*The problem:*
Write out all records as given; omit images.

[start]

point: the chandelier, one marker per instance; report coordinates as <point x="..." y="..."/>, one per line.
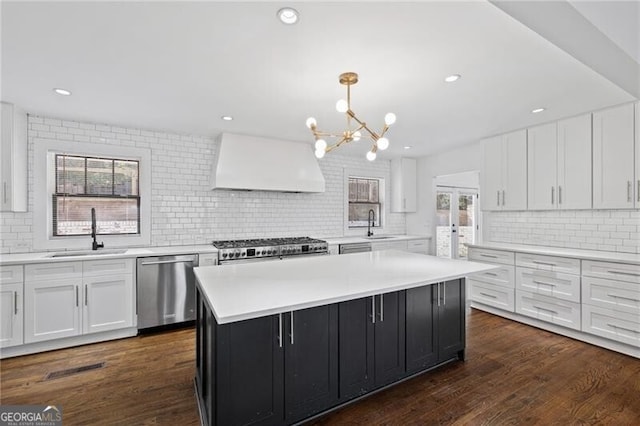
<point x="353" y="132"/>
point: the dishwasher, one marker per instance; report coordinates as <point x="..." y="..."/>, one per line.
<point x="166" y="291"/>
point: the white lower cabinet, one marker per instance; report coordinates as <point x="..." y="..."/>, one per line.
<point x="84" y="297"/>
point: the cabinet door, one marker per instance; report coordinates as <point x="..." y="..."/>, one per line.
<point x="356" y="346"/>
<point x="514" y="178"/>
<point x="389" y="339"/>
<point x="52" y="309"/>
<point x="613" y="162"/>
<point x="311" y="361"/>
<point x="574" y="163"/>
<point x="451" y="319"/>
<point x="492" y="174"/>
<point x="542" y="160"/>
<point x="422" y="344"/>
<point x="249" y="372"/>
<point x="107" y="303"/>
<point x="11" y="314"/>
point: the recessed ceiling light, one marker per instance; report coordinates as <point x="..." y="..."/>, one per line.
<point x="63" y="92"/>
<point x="288" y="15"/>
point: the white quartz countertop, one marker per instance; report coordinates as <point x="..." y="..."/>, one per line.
<point x="42" y="257"/>
<point x="252" y="290"/>
<point x="606" y="256"/>
<point x="381" y="238"/>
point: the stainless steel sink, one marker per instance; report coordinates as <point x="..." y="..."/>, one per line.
<point x="87" y="253"/>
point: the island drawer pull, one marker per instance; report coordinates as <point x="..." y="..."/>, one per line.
<point x="545" y="283"/>
<point x="631" y="274"/>
<point x="622" y="328"/>
<point x="623" y="297"/>
<point x="491" y="296"/>
<point x="545" y="309"/>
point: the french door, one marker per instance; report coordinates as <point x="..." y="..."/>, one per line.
<point x="456" y="217"/>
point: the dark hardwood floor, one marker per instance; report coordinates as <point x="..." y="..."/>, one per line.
<point x="514" y="374"/>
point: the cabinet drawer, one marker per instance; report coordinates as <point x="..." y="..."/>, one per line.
<point x="545" y="308"/>
<point x="617" y="271"/>
<point x="491" y="256"/>
<point x="554" y="284"/>
<point x="50" y="271"/>
<point x="11" y="274"/>
<point x="548" y="263"/>
<point x="502" y="276"/>
<point x="93" y="268"/>
<point x="619" y="326"/>
<point x="492" y="295"/>
<point x="610" y="294"/>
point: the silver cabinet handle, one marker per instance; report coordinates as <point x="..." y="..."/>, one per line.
<point x="291" y="334"/>
<point x="623" y="297"/>
<point x="623" y="328"/>
<point x="373" y="309"/>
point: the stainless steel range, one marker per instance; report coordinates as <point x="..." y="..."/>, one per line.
<point x="269" y="248"/>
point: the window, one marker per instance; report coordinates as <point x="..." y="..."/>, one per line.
<point x="109" y="185"/>
<point x="364" y="196"/>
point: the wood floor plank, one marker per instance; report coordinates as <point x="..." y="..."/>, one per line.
<point x="514" y="375"/>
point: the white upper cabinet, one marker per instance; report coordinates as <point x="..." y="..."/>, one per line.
<point x="613" y="158"/>
<point x="505" y="172"/>
<point x="559" y="165"/>
<point x="13" y="156"/>
<point x="403" y="185"/>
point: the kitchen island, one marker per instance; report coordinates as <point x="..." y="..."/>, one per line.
<point x="281" y="341"/>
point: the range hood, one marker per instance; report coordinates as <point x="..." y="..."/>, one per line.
<point x="253" y="163"/>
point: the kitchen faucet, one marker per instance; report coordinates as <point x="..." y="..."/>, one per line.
<point x="96" y="245"/>
<point x="370" y="220"/>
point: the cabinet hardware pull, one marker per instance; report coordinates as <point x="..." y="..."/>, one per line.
<point x="559" y="194"/>
<point x="623" y="297"/>
<point x="623" y="328"/>
<point x="545" y="283"/>
<point x="545" y="309"/>
<point x="291" y="335"/>
<point x="537" y="262"/>
<point x="631" y="274"/>
<point x="491" y="296"/>
<point x="373" y="309"/>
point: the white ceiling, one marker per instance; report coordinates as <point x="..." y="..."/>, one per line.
<point x="180" y="66"/>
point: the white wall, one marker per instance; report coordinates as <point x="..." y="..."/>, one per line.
<point x="184" y="210"/>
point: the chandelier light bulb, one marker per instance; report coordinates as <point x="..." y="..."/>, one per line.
<point x="342" y="106"/>
<point x="321" y="145"/>
<point x="389" y="119"/>
<point x="311" y="122"/>
<point x="383" y="143"/>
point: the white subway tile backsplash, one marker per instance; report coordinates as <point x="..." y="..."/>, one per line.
<point x="608" y="230"/>
<point x="184" y="210"/>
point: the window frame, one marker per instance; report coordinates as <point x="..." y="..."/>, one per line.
<point x="44" y="185"/>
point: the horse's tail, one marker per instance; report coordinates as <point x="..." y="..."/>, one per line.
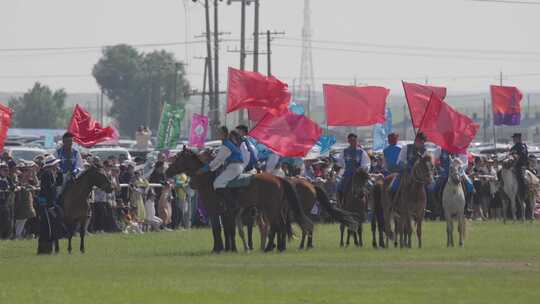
<point x="294" y="203"/>
<point x="349" y="219"/>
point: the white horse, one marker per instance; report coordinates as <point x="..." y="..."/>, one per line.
<point x="453" y="202"/>
<point x="533" y="183"/>
<point x="510" y="188"/>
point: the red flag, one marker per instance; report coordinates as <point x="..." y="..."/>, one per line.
<point x="446" y="127"/>
<point x="86" y="131"/>
<point x="506" y="105"/>
<point x="289" y="135"/>
<point x="251" y="90"/>
<point x="354" y="106"/>
<point x="418" y="96"/>
<point x="5" y="123"/>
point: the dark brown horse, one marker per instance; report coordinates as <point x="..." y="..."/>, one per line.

[end]

*Finished answer:*
point: the chandelier, one marker per instance; report coordinates as <point x="..." y="..."/>, one per line.
<point x="353" y="132"/>
point: the dishwasher, one marker per instance; report coordinates as <point x="..." y="..."/>, one per line.
<point x="166" y="291"/>
point: the white lower cabinet, one marker per instance; report coordinates as <point x="..." y="..."/>, one per line.
<point x="84" y="297"/>
point: the cabinet door, one marker per instance; report coordinates as <point x="..." y="..."/>, one per line.
<point x="356" y="346"/>
<point x="514" y="178"/>
<point x="389" y="339"/>
<point x="52" y="309"/>
<point x="613" y="162"/>
<point x="311" y="361"/>
<point x="574" y="163"/>
<point x="451" y="319"/>
<point x="492" y="174"/>
<point x="542" y="160"/>
<point x="422" y="344"/>
<point x="249" y="372"/>
<point x="107" y="303"/>
<point x="11" y="314"/>
point: the recessed ceiling light, one marker per instance; report coordinates as <point x="..." y="..."/>, one per line.
<point x="63" y="92"/>
<point x="288" y="15"/>
point: the white quartz countertop, one marker per instance; report coordinates as <point x="..." y="..."/>, one per line.
<point x="42" y="257"/>
<point x="252" y="290"/>
<point x="606" y="256"/>
<point x="381" y="238"/>
point: the stainless steel sink, one marker per instance; report coordinates as <point x="..." y="..."/>, one per line.
<point x="87" y="253"/>
point: the island drawer pull, one marker per instance; report coordinates as <point x="..." y="..."/>, one per line.
<point x="545" y="283"/>
<point x="631" y="274"/>
<point x="622" y="328"/>
<point x="623" y="297"/>
<point x="491" y="296"/>
<point x="545" y="309"/>
point: the french door, one marker per instance; report coordinates as <point x="..." y="..."/>, one per line.
<point x="456" y="217"/>
point: the dark hardwood floor, one marker per instance; report coordinates as <point x="..." y="..."/>, one per line.
<point x="514" y="374"/>
point: the cabinet drawer, one marker per instance; report coordinates as <point x="..." y="..."/>, one per line.
<point x="545" y="308"/>
<point x="617" y="271"/>
<point x="491" y="256"/>
<point x="554" y="284"/>
<point x="50" y="271"/>
<point x="11" y="274"/>
<point x="548" y="263"/>
<point x="502" y="276"/>
<point x="93" y="268"/>
<point x="619" y="326"/>
<point x="492" y="295"/>
<point x="610" y="294"/>
point: the silver cabinet handle, one marker per instance; report coordinates as <point x="..." y="..."/>, one per line.
<point x="291" y="334"/>
<point x="623" y="297"/>
<point x="623" y="328"/>
<point x="373" y="309"/>
point: the stainless steel range, one marker per instance; report coordinates as <point x="..." y="..."/>, one per line.
<point x="269" y="248"/>
point: the window, one marker per instance; report coordinates as <point x="..." y="..."/>, one per line.
<point x="109" y="185"/>
<point x="364" y="196"/>
point: the wood floor plank, one marker per instance; report coordinates as <point x="..." y="..."/>, one per line.
<point x="514" y="375"/>
point: the white upper cabinet, one marker per instance; report coordinates as <point x="..." y="..."/>, one per line.
<point x="613" y="158"/>
<point x="505" y="172"/>
<point x="559" y="165"/>
<point x="13" y="156"/>
<point x="403" y="185"/>
point: the kitchen island, one marker per instance; report coordinates as <point x="..." y="..."/>, one per line.
<point x="281" y="341"/>
point: the range hood, one marker per instance; report coordinates as <point x="..." y="..."/>, one per line.
<point x="253" y="163"/>
point: the kitchen faucet, one marker per instance; report coordinates as <point x="..." y="..."/>, one per line.
<point x="96" y="245"/>
<point x="370" y="220"/>
point: the cabinet hardware pull, one marker per instance; report coordinates as <point x="..." y="..."/>, one per line.
<point x="559" y="194"/>
<point x="623" y="297"/>
<point x="623" y="328"/>
<point x="545" y="283"/>
<point x="545" y="309"/>
<point x="291" y="335"/>
<point x="537" y="262"/>
<point x="631" y="274"/>
<point x="491" y="296"/>
<point x="373" y="309"/>
point: the white ceiling, one marker per instance; report coordinates as <point x="..." y="..."/>, one per line.
<point x="180" y="66"/>
point: the white wall, one marker per instance; report coordinates as <point x="..." y="..."/>, one per line.
<point x="184" y="210"/>
point: the chandelier light bulb, one marker per instance; report coordinates as <point x="..." y="..."/>, one per line.
<point x="342" y="106"/>
<point x="321" y="145"/>
<point x="389" y="119"/>
<point x="311" y="122"/>
<point x="383" y="143"/>
point: the white subway tile backsplash, one marker per instance; report coordinates as <point x="..." y="..."/>, one per line.
<point x="608" y="230"/>
<point x="184" y="210"/>
point: the window frame, one marker per instance; report coordinates as <point x="..." y="..."/>, one per line.
<point x="44" y="185"/>
point: the horse's tail, one marker per instance; report coordinates as <point x="..." y="..."/>, one per line.
<point x="294" y="203"/>
<point x="349" y="219"/>
point: the white horse, one marker per instance; report coordinates as <point x="..." y="..."/>, one per line.
<point x="453" y="202"/>
<point x="533" y="183"/>
<point x="510" y="188"/>
point: the red flag, one marker per instance; report coordinates as <point x="..." y="..."/>, one per line.
<point x="446" y="127"/>
<point x="86" y="131"/>
<point x="506" y="105"/>
<point x="289" y="135"/>
<point x="251" y="90"/>
<point x="354" y="106"/>
<point x="418" y="96"/>
<point x="5" y="123"/>
point: the dark brown horse, one marker per instance; report coordinates as <point x="..." y="..."/>, one per line.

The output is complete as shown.